— Start Document excerpt —
Detail from 18th photo |
By Valeria Idakieva
[Sequel to “Days 12 & 13,” published on December 24, 2018.]
When I woke up on the morning of the 14th day of my trek along the E8 European long-distance path, I felt happy because I remembered going to bed the day before and praying to the God of the E8 path to remove the pain in my kidneys and let me complete the trek, and now I felt only a slight pain.
Walking on asphalt roads is not my favorite experience, but at least it was not hot yet. So I started along with whizzing cars and after about an hour had the good fortune to leave the road and continue through the fields.
I had not seen the path marks for a long time, so I had to rely on the track shown by my phone’s GPS, and it was leading me across a harvested field fringed by a patch of little trees, bushes, and tall grass entangling one another.
— End Document excerpt —
> Actions to take:
1) In the records, switch "parked" to "grounded" in the lines from the one containing "job: trace every instance of the parked" up to and including the one containing "445), (1054, 442)]]", and give those lines back with nothing else altered.
2) Pick up the account of the trek along the E8 path where it stops, and write what comes next.
The travel account and the records were taken from separate sources.
— Start Raw records —
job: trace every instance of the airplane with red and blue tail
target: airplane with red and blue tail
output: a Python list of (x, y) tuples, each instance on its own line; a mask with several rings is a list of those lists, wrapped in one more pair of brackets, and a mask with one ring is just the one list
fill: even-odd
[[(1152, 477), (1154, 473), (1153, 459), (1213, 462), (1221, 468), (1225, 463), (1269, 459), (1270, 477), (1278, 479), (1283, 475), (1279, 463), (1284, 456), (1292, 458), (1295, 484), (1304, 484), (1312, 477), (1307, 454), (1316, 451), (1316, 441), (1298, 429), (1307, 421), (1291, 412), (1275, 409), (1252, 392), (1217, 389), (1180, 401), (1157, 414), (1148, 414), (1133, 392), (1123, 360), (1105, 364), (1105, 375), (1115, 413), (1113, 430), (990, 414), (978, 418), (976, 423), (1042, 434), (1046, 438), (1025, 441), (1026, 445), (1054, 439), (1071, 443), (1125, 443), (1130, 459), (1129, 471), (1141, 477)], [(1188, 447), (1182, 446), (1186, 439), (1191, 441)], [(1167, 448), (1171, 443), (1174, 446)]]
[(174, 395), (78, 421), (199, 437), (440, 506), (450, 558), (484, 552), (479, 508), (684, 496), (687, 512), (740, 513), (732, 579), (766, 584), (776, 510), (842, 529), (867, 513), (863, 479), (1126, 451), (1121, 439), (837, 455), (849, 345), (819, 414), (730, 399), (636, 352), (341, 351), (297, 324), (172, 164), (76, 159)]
— End Raw records —
— Start Raw records —
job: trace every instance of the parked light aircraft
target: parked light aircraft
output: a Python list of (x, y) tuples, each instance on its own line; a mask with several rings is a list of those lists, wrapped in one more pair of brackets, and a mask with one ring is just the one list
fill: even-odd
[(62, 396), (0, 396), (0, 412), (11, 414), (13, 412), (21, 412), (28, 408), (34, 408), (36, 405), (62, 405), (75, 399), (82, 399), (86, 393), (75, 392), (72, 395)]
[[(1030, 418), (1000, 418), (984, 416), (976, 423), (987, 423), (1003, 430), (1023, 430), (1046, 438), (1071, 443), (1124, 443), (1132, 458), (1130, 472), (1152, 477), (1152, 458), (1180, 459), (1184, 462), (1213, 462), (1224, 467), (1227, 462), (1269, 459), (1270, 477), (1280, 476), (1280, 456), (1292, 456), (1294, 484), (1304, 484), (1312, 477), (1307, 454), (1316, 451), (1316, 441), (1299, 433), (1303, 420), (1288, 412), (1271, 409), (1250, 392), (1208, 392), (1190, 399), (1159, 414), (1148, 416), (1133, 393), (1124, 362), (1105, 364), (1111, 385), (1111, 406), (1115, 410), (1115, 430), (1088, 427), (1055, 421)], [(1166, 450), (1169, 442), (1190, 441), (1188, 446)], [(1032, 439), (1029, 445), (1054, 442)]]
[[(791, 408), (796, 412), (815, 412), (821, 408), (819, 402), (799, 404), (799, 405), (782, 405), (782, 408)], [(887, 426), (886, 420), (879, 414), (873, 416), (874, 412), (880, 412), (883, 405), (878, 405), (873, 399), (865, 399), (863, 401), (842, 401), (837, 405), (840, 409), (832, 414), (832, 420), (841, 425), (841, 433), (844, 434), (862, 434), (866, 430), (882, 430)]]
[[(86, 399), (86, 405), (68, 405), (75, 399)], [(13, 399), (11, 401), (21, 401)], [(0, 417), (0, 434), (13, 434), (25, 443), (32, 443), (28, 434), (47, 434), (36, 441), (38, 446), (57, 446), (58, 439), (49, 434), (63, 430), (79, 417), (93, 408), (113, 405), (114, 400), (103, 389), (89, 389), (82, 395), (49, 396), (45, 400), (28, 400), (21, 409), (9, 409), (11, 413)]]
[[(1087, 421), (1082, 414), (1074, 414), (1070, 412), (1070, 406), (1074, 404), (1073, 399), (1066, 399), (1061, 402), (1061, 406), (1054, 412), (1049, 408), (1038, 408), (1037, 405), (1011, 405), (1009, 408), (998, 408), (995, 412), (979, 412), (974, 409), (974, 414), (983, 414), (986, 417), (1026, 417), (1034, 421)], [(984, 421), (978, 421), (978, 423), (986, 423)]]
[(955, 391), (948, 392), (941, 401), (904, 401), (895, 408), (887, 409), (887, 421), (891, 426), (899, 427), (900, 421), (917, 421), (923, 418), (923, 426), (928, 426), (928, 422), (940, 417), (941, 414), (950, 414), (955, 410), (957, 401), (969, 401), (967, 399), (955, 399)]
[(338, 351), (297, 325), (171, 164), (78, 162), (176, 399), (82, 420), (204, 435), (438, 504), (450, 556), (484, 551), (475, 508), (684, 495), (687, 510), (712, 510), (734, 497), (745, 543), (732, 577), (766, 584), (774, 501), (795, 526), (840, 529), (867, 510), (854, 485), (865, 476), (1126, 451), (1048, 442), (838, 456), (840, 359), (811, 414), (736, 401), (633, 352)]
— End Raw records —
> Replies:
1)
job: trace every instance of the grounded light aircraft
target: grounded light aircraft
output: a Python list of (x, y) tuples, each instance on its own line; a mask with several rings is a list of those lists, wrapped in one more pair of brackets, and a mask with one ring is just the one list
fill: even-odd
[(62, 396), (0, 396), (0, 412), (11, 414), (13, 412), (21, 412), (28, 408), (34, 408), (36, 405), (62, 405), (75, 399), (82, 399), (86, 393), (75, 392), (72, 395)]
[[(1030, 418), (1000, 418), (984, 416), (976, 423), (987, 423), (1003, 430), (1023, 430), (1046, 438), (1071, 443), (1124, 443), (1132, 458), (1130, 472), (1152, 477), (1152, 458), (1180, 459), (1184, 462), (1213, 462), (1224, 467), (1227, 462), (1269, 459), (1270, 477), (1280, 476), (1280, 456), (1292, 456), (1294, 484), (1304, 484), (1312, 477), (1307, 454), (1316, 451), (1316, 441), (1299, 433), (1303, 420), (1288, 412), (1271, 409), (1250, 392), (1208, 392), (1190, 399), (1159, 414), (1148, 416), (1133, 393), (1124, 362), (1105, 364), (1111, 385), (1111, 406), (1115, 410), (1115, 430), (1088, 427), (1055, 421)], [(1166, 450), (1169, 442), (1190, 441), (1188, 446)], [(1032, 439), (1029, 445), (1054, 442)]]

2)
Entering the tangle didn’t appeal to me, but I had no other choice and started fighting my way through the shrubbery. When I finally emerged from it, I was covered with small green, sticky balls from head to toes and had a net of scratches on my arms. It took me more than 15 minutes to get rid of all the sticky intruders, puffing and panting and sweating all over. Eventually I made it to the next village, where I entered a café and slumped on a chair with such a relief as if I had been running uphill for a whole day.
After having had a second cup of coffee and talking to the locals about why I was dragging my feet through their village, it was time to go. Trudging on the scorching asphalt road between villages was getting hotter and hotter, so I no longer took any notice of being sweaty all the time.
In one of the villages, I asked an old woman to give me some water and she filled my bottle and gave me some pears. I felt happy again and the heat did not bother me anymore – at least, not until the next village, where I spent some time under the shade of a bus-stop shelter enjoying the juicy pears and the old woman’s kindness and hiding from the scorching sun. A passing woman informed me that the bus had already left, and when I told her that I was not waiting for the bus, she looked at me as if I were crazy, but then I thought, what person would stay at the bus stop without waiting for the bus? Still, I could not stay there the whole day, so I soon left the shelter, crossed the village under the sweltering sun, and got on a wide path over hills covered with tall grass, small trees, and bushes.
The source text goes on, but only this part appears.